__PROBLEMS TO WORK ON__
1. List each separate exclamation the barefoot woman shouts in the story about Dad and the kids on the moped.
2. Please reproduce the records word for word, from their first line up to and including the line that contains "left=0, top=0, right=900, bottom=302".

# SELECTED TEXT start

As the kids came closer to the car, Dad would swerve towards them, trying to run them off the road and on to the sidewalk, the kids would get on the sidewalk for a minute, then back onto the road to torment the Grand Marquis with the key. This went on for a few minutes, the kids would get closer to the car, Dad would get closer to the kids, a key would come out... you get the picture.
We finally came to the stretch of the road with the police station, so we were soon followed by flashing lights and sirens. I breathed a sigh of relief as I hunched over in the seat, trying to look like I had nothing to do with any of this. We ended up pulling over across the street from McDonald's where a barefoot woman with curlers in her hair came running out, shouting "I saw the whole thing! He totally tried to kill those kids! I saw it! He was gonna run 'em down!" Apparently we had drawn all sorts of attention in Clearly Square, even from crazy people who should have been wearing shoes while dining on a Big Mac. The police officer told her to step aside as Dad calmly rolled down his window. I was certain that Dad was going to jail and I would have to take the bus home with this barefooted bitch who was saying my father was a killer. The police officer asked what the problem was and Dad replied in his best Boston accent,"These kids ahh bein' ahhhhsholes." I'm not sure why this happened, but that was all Dad had to say, the officer took the kids and the moped away and Dad and I went to the store.

# SELECTED TEXT end
# INPUT start

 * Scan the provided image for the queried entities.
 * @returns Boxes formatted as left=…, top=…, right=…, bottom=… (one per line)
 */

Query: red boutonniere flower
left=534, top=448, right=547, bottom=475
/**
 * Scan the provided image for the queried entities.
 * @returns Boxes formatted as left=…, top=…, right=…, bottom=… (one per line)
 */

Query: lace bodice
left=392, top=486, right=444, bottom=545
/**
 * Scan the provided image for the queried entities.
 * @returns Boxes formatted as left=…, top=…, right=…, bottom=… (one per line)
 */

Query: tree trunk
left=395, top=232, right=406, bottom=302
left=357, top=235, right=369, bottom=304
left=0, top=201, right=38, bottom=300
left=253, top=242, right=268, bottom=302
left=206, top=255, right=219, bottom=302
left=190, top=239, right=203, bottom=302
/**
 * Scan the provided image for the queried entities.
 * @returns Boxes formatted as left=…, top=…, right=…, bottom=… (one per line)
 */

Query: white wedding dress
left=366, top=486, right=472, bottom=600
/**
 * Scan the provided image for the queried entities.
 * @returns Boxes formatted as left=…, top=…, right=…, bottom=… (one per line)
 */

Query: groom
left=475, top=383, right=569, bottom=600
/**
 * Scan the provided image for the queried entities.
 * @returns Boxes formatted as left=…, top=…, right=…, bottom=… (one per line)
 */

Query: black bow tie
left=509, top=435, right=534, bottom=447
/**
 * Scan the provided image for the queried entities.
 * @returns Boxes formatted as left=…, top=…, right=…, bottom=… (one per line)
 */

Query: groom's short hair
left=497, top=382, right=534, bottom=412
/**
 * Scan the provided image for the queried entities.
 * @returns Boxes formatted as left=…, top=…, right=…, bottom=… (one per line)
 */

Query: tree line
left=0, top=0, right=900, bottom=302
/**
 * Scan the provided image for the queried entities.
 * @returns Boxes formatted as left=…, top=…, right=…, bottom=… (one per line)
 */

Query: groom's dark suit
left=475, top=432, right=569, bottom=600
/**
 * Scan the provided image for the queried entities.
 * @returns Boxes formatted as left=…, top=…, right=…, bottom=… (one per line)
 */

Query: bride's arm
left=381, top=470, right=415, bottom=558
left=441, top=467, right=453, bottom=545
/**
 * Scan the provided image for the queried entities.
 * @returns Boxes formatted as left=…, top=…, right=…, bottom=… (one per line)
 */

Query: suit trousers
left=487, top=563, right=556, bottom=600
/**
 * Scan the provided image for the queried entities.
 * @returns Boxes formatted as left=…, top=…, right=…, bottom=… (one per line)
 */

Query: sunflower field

# INPUT end

__TASK-BY-TASK ANSWERS__
1.
- I saw the whole thing!
- He totally tried to kill those kids!
- I saw it!
- He was gonna run 'em down!

2.
 * Scan the provided image for the queried entities.
 * @returns Boxes formatted as left=…, top=…, right=…, bottom=… (one per line)
 */

Query: red boutonniere flower
left=534, top=448, right=547, bottom=475
/**
 * Scan the provided image for the queried entities.
 * @returns Boxes formatted as left=…, top=…, right=…, bottom=… (one per line)
 */

Query: lace bodice
left=392, top=486, right=444, bottom=545
/**
 * Scan the provided image for the queried entities.
 * @returns Boxes formatted as left=…, top=…, right=…, bottom=… (one per line)
 */

Query: tree trunk
left=395, top=232, right=406, bottom=302
left=357, top=235, right=369, bottom=304
left=0, top=201, right=38, bottom=300
left=253, top=242, right=268, bottom=302
left=206, top=255, right=219, bottom=302
left=190, top=239, right=203, bottom=302
/**
 * Scan the provided image for the queried entities.
 * @returns Boxes formatted as left=…, top=…, right=…, bottom=… (one per line)
 */

Query: white wedding dress
left=366, top=486, right=472, bottom=600
/**
 * Scan the provided image for the queried entities.
 * @returns Boxes formatted as left=…, top=…, right=…, bottom=… (one per line)
 */

Query: groom
left=475, top=383, right=569, bottom=600
/**
 * Scan the provided image for the queried entities.
 * @returns Boxes formatted as left=…, top=…, right=…, bottom=… (one per line)
 */

Query: black bow tie
left=509, top=435, right=534, bottom=447
/**
 * Scan the provided image for the queried entities.
 * @returns Boxes formatted as left=…, top=…, right=…, bottom=… (one per line)
 */

Query: groom's short hair
left=497, top=382, right=534, bottom=412
/**
 * Scan the provided image for the queried entities.
 * @returns Boxes formatted as left=…, top=…, right=…, bottom=… (one per line)
 */

Query: tree line
left=0, top=0, right=900, bottom=302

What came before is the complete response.